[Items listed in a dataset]

━━━━━━

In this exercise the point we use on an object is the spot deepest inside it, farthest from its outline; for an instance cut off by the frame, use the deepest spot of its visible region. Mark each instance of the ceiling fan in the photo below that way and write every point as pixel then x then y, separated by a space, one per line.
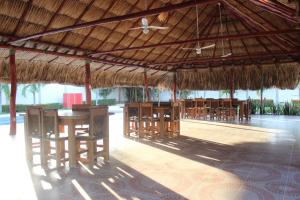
pixel 145 24
pixel 224 55
pixel 198 48
pixel 146 28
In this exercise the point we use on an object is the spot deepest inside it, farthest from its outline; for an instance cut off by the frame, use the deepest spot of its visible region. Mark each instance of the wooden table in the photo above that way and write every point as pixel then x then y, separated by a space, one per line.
pixel 161 111
pixel 72 118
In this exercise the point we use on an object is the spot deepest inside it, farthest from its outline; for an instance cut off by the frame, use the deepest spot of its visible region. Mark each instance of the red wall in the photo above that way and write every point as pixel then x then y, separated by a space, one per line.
pixel 72 98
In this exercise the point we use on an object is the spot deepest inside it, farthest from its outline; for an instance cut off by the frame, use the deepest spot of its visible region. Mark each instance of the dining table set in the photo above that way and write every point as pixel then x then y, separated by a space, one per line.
pixel 215 109
pixel 77 135
pixel 152 119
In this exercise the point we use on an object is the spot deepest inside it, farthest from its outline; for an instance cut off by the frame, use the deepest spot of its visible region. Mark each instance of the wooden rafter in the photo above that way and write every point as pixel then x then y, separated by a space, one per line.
pixel 88 6
pixel 181 35
pixel 278 9
pixel 167 34
pixel 92 29
pixel 258 55
pixel 208 28
pixel 28 4
pixel 131 16
pixel 263 24
pixel 81 57
pixel 113 29
pixel 206 39
pixel 205 21
pixel 139 35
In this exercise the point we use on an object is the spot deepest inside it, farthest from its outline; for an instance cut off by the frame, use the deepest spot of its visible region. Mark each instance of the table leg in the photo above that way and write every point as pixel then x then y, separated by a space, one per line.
pixel 162 124
pixel 72 144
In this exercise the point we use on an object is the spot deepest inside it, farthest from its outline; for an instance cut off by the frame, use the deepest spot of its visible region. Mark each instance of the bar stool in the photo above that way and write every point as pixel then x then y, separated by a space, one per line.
pixel 228 112
pixel 98 130
pixel 189 108
pixel 146 119
pixel 214 111
pixel 84 125
pixel 201 109
pixel 173 120
pixel 51 133
pixel 131 119
pixel 33 132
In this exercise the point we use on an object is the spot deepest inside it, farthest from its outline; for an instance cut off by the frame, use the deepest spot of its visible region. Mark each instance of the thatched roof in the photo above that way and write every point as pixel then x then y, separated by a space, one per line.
pixel 263 37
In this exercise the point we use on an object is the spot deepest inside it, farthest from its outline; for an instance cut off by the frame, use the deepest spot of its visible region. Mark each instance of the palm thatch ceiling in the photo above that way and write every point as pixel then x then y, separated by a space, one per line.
pixel 70 32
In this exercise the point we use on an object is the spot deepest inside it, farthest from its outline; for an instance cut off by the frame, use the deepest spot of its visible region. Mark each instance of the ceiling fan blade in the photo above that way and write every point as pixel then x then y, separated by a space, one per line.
pixel 188 48
pixel 209 46
pixel 226 55
pixel 144 21
pixel 158 27
pixel 136 28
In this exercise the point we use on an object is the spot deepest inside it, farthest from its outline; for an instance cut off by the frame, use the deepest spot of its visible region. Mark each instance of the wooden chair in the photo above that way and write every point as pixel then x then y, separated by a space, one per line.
pixel 201 109
pixel 189 108
pixel 98 130
pixel 146 119
pixel 228 112
pixel 131 119
pixel 81 107
pixel 83 126
pixel 214 109
pixel 173 120
pixel 51 134
pixel 245 110
pixel 33 132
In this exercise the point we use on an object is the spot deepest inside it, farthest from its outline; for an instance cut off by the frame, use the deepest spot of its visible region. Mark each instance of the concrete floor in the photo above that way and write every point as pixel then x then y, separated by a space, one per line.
pixel 255 160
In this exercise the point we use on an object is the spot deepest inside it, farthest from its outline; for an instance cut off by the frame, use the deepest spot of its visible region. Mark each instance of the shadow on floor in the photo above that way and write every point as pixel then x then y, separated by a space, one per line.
pixel 112 180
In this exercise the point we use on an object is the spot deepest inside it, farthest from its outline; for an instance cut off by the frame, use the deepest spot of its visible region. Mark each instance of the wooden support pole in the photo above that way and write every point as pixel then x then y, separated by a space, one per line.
pixel 146 85
pixel 232 85
pixel 261 92
pixel 13 91
pixel 88 83
pixel 0 98
pixel 174 88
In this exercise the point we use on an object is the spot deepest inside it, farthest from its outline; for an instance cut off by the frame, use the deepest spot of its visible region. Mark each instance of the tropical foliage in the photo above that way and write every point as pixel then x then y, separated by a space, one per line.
pixel 33 89
pixel 104 92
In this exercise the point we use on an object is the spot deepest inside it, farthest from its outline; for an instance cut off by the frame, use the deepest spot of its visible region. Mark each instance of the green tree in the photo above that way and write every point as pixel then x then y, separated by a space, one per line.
pixel 33 89
pixel 134 94
pixel 104 93
pixel 183 94
pixel 225 92
pixel 5 88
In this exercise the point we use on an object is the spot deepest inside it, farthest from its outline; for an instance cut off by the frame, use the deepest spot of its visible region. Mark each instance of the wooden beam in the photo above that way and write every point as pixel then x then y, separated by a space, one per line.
pixel 258 55
pixel 13 91
pixel 207 25
pixel 81 57
pixel 247 14
pixel 131 16
pixel 177 51
pixel 167 34
pixel 232 84
pixel 174 87
pixel 88 86
pixel 88 6
pixel 113 29
pixel 277 9
pixel 28 4
pixel 139 35
pixel 146 86
pixel 206 39
pixel 92 29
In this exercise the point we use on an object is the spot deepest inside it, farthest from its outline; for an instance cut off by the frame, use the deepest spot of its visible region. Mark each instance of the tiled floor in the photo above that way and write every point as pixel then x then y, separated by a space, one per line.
pixel 256 160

━━━━━━

Task prompt - Write out all of the data above exactly, pictures excluded.

Result of the task -
In this exercise the point we use on an object is the spot deepest inside it, farthest from its outline; for an instance cut off by the frame, use the deepest spot of its visible region. Mark each instance of the ceiling fan in the photo below that way and write every point as pixel then x then y, separated by a space, one per line.
pixel 145 24
pixel 224 55
pixel 198 48
pixel 146 28
In this exercise the point we use on an object is the spot deepest inside it, farthest from its outline; for an instance cut off by the frame, use the deepest spot of its visible region. Mark each instance of the wooden table in the photo above that way and write every point as pixel then x then y, separated by a space, one per line.
pixel 161 111
pixel 72 118
In this exercise the point we use on an object is the spot deepest inside it, farthest from its outline; for an instance cut off by the frame, use the deepest spot of its visible region. Mark each instance of the red wall in the photo above that way and write every point as pixel then x then y, separated by a space, one per line.
pixel 72 98
In this exercise the point we use on an object is the spot deepest inside it, farthest from its outline; for an instance cut off by the frame, use the deepest spot of its visible region. Mark each instance of the dining table set in the photo above that way and write every point as pixel then x then y, separated by a space, one per line.
pixel 215 109
pixel 77 135
pixel 152 119
In this exercise the point we use on an object is the spot deepest inside it, farthest from its outline; for an instance cut off by the frame, use the deepest spot of its visible region. Mark each instance of the wooden rafter in the photo above that way and write every point as pixel then x then y, separated by a space, one per line.
pixel 88 6
pixel 181 35
pixel 278 9
pixel 167 34
pixel 92 29
pixel 258 55
pixel 208 28
pixel 28 4
pixel 131 16
pixel 263 24
pixel 81 57
pixel 113 29
pixel 206 39
pixel 205 21
pixel 139 35
In this exercise the point we use on an object is the spot deepest inside it, farthest from its outline; for an instance cut off by the frame, use the deepest spot of its visible region. Mark each instance of the table leg in the photo above that way and write every point as pixel then x then y, separated by a space, one per line.
pixel 162 124
pixel 72 144
In this exercise the point we use on an object is the spot deepest inside it, farthest from its outline; for an instance cut off by the frame, use the deepest spot of its visible region. Mark each instance of the bar stool in the photo above that way and write every point as pixel then x then y, separated by a space, one per line.
pixel 228 112
pixel 98 130
pixel 189 108
pixel 146 119
pixel 214 111
pixel 84 125
pixel 201 109
pixel 173 120
pixel 51 133
pixel 131 119
pixel 33 132
In this exercise the point we use on an object is the spot deepest inside it, farthest from its outline; for an instance cut off by the frame, use the deepest spot of its visible region. Mark each instance of the thatched roof in the photo above that way and write every point as pixel then x then y, separated by a space, one per line.
pixel 263 37
In this exercise the point we use on an object is the spot deepest inside it, farthest from its outline; for an instance cut off by the frame, use the deepest spot of its visible region. Mark each instance of the palm thatch ceiling in the photo above that way and write every point as pixel then x then y, separated by a space, one per line.
pixel 70 32
In this exercise the point we use on an object is the spot deepest inside it, farthest from its outline; for an instance cut off by the frame, use the deepest spot of its visible region. Mark each instance of the ceiling fan blade in the photo above that way and write every point as pixel then x then y, separated by a space, one per line.
pixel 188 48
pixel 209 46
pixel 226 55
pixel 144 21
pixel 158 27
pixel 136 28
In this exercise the point we use on an object is the spot deepest inside it, farthest from its outline; for an instance cut off by the frame, use the deepest spot of its visible region. Mark each instance of the wooden chair in the photo above that way and write every point as pixel then x then y, separated by a space, one per line.
pixel 201 109
pixel 189 108
pixel 98 130
pixel 146 119
pixel 228 112
pixel 131 119
pixel 81 107
pixel 83 126
pixel 214 109
pixel 173 120
pixel 51 134
pixel 245 110
pixel 33 132
In this exercise the point we use on an object is the spot deepest inside it, farthest from its outline; for an instance cut off by the frame, use the deepest spot of its visible region. Mark each instance of the concrete floor in the photo above that way and write every point as pixel then x then y, separated by a space, one per line.
pixel 255 160
In this exercise the point we use on an object is the spot deepest inside it, farthest from its outline; for an instance cut off by the frame, use the deepest spot of its visible region. Mark each instance of the shadow on floor in the photo above that way and write every point as pixel then x then y, separated by a space, one per line.
pixel 112 180
In this exercise the point we use on an object is the spot deepest inside it, farthest from its outline; for an instance cut off by the frame, use the deepest spot of its visible region. Mark each instance of the wooden support pole in the photo above that way and write every point as pixel then x then y, separated by a space, one per line.
pixel 146 85
pixel 232 85
pixel 261 92
pixel 13 91
pixel 88 83
pixel 0 98
pixel 174 88
In this exercise the point we use on an object is the spot deepest inside it, farthest from its outline; for an instance cut off by the frame, use the deepest spot of its visible region. Mark each instance of the tropical foliage in the photo above that way and write every point as pixel then x then y, separated by a space, one per line.
pixel 33 89
pixel 104 92
In this exercise the point we use on an object is the spot deepest inside it, farthest from its outline; for an instance cut off by the frame, use the deepest spot of its visible region. Mark each instance of the green tree in the photo above that way and write every point as pixel then x then y, separated by a space, one per line.
pixel 33 89
pixel 134 94
pixel 104 93
pixel 183 94
pixel 225 92
pixel 5 88
In this exercise the point we use on an object is the spot deepest inside it, farthest from its outline; for an instance cut off by the frame, use the deepest spot of its visible region. Mark each instance of the wooden beam in the photo above that way and write every point as pixel then x then y, separated by a space, one per line.
pixel 258 55
pixel 13 91
pixel 207 25
pixel 81 57
pixel 247 14
pixel 131 16
pixel 177 51
pixel 167 34
pixel 232 84
pixel 174 87
pixel 88 86
pixel 88 6
pixel 113 29
pixel 277 9
pixel 28 4
pixel 139 35
pixel 146 86
pixel 206 39
pixel 92 29
In this exercise the point we use on an object is the spot deepest inside it, farthest from its outline; for an instance cut off by the frame, use the deepest spot of its visible region. Mark each instance of the tiled floor in the photo above that way and write every point as pixel then x then y, separated by a space, one per line.
pixel 256 160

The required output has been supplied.